◆ Data supplied
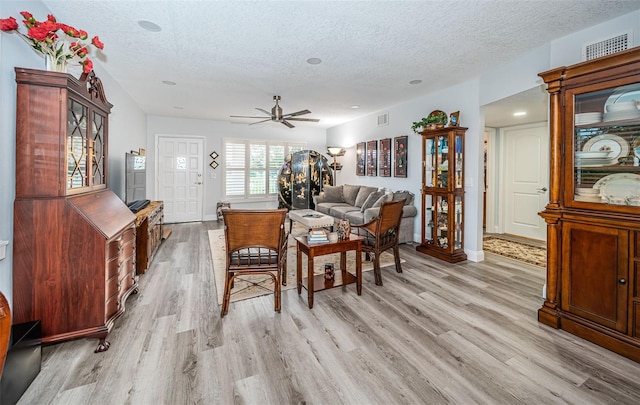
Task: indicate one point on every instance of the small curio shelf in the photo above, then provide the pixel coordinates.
(442, 228)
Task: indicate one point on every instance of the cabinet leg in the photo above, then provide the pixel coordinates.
(103, 346)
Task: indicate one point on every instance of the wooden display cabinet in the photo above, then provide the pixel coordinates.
(74, 239)
(443, 194)
(148, 234)
(593, 214)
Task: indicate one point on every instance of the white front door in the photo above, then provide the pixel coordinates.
(526, 180)
(180, 177)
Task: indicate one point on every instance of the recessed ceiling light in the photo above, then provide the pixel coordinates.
(149, 26)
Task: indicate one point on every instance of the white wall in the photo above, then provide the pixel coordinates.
(214, 132)
(462, 97)
(127, 124)
(469, 97)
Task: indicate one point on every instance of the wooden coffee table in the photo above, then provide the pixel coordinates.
(315, 283)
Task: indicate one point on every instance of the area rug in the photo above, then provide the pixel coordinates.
(516, 250)
(256, 285)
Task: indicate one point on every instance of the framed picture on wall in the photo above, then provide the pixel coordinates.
(360, 158)
(384, 165)
(372, 155)
(400, 156)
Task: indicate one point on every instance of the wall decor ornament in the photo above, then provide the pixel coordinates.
(372, 155)
(454, 119)
(59, 43)
(384, 169)
(400, 156)
(214, 155)
(360, 158)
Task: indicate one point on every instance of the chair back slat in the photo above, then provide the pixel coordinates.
(390, 216)
(254, 228)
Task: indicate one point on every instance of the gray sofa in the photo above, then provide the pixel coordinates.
(360, 204)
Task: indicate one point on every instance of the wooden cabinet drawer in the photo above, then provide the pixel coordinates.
(111, 307)
(636, 280)
(636, 320)
(112, 287)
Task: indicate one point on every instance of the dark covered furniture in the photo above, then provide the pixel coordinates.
(256, 243)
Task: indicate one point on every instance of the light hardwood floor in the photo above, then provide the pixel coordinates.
(435, 334)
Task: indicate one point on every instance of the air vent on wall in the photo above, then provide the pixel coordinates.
(607, 46)
(383, 119)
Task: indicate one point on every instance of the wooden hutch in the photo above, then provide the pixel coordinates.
(442, 231)
(593, 215)
(74, 239)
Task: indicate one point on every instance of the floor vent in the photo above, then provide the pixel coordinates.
(607, 46)
(383, 119)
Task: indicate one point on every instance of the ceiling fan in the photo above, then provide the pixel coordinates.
(277, 116)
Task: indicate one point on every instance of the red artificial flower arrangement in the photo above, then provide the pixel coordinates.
(61, 43)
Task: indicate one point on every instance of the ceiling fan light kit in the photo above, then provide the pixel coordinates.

◆ What to do
Set out every line of the listing above as a JSON list of strings, one string per line, with blank lines and the pictures left out.

◆ Solution to the exercise
[
  "Task: indicate one point on every instance of the small curio shelf in the photo above, then provide the pixel coordinates.",
  "(442, 228)",
  "Task: indicate one point on every instance of the cabinet leg in the photo above, then provide the pixel coordinates.",
  "(103, 346)",
  "Task: indicate one point on every instance of the wooden display cabinet in the photo above, then provide the pixel coordinates.",
  "(74, 239)",
  "(443, 194)",
  "(148, 234)",
  "(593, 214)",
  "Task: indicate one point on every instance of the white front door in the photo above, then provide the pixel coordinates.",
  "(526, 180)",
  "(180, 177)",
  "Task: indicate one point on every instance of the recessed ceiling light in the photo above, then provide the pixel coordinates.",
  "(149, 26)",
  "Task: indicate one point on every instance of the white wall in the photo above, then provide the pixel coordinates.",
  "(214, 132)",
  "(462, 97)",
  "(127, 124)",
  "(469, 97)",
  "Task: indicate one point on every instance of the wooden coffee table in the photo above, then provide the pixel coordinates.",
  "(315, 283)",
  "Task: indicate one point on every instance of the area rug in the photo above, then provide the pixel coordinates.",
  "(516, 250)",
  "(256, 285)",
  "Task: indicate one point on every instance of the framed picture on wall in the photo above, then provide the pixel coordinates.",
  "(360, 158)",
  "(384, 165)",
  "(372, 155)",
  "(400, 156)",
  "Task: indicate one point on every instance of the wall decor ornament in the photo above, then provide the pixel coordinates.",
  "(372, 155)",
  "(454, 119)",
  "(59, 43)",
  "(384, 169)",
  "(400, 156)",
  "(214, 155)",
  "(360, 158)",
  "Task: indicate one point on every instance of the chair back slat in the photo above, then provide the pixel coordinates.",
  "(390, 216)",
  "(254, 228)",
  "Task: indicate one point on every instance of the gray sofa in the photo above, then provide the pixel coordinates.",
  "(360, 204)",
  "Task: indicate one point on every instance of the wooden cabinet drawer in the photo above, then provide the pixel coordinates.",
  "(111, 307)",
  "(636, 280)",
  "(636, 320)",
  "(112, 287)",
  "Task: indicate one point on every instance of the dark covered furniture in the photo above, then provide the pixel coordinates.",
  "(256, 243)",
  "Task: indicate one point on every instance of the light hardwood floor in the photo above, then provide the pixel coordinates.",
  "(435, 334)",
  "Task: indicate one point on every instance of the air vent on wall in the photo above, then provide the pixel coordinates.",
  "(607, 46)",
  "(383, 119)",
  "Task: indicate one point on every instance of the wooden hutch in the photo above, then provide the pixel coordinates.",
  "(442, 231)",
  "(593, 215)",
  "(74, 239)",
  "Task: indicate one point on every instance of the floor vent in the photo above, then provide the pixel coordinates.",
  "(607, 46)",
  "(383, 119)",
  "Task: indicate one point on every instance of the ceiling fan in the photo above, then provide the pixel coordinates.",
  "(277, 116)",
  "Task: indicate one point on every instance of the red artificial flower arrangement in the photo above, then provide the pixel coordinates.",
  "(61, 43)",
  "Task: indicate one point on every instance of the ceiling fan light kit in the photo above, then provide the pixel coordinates."
]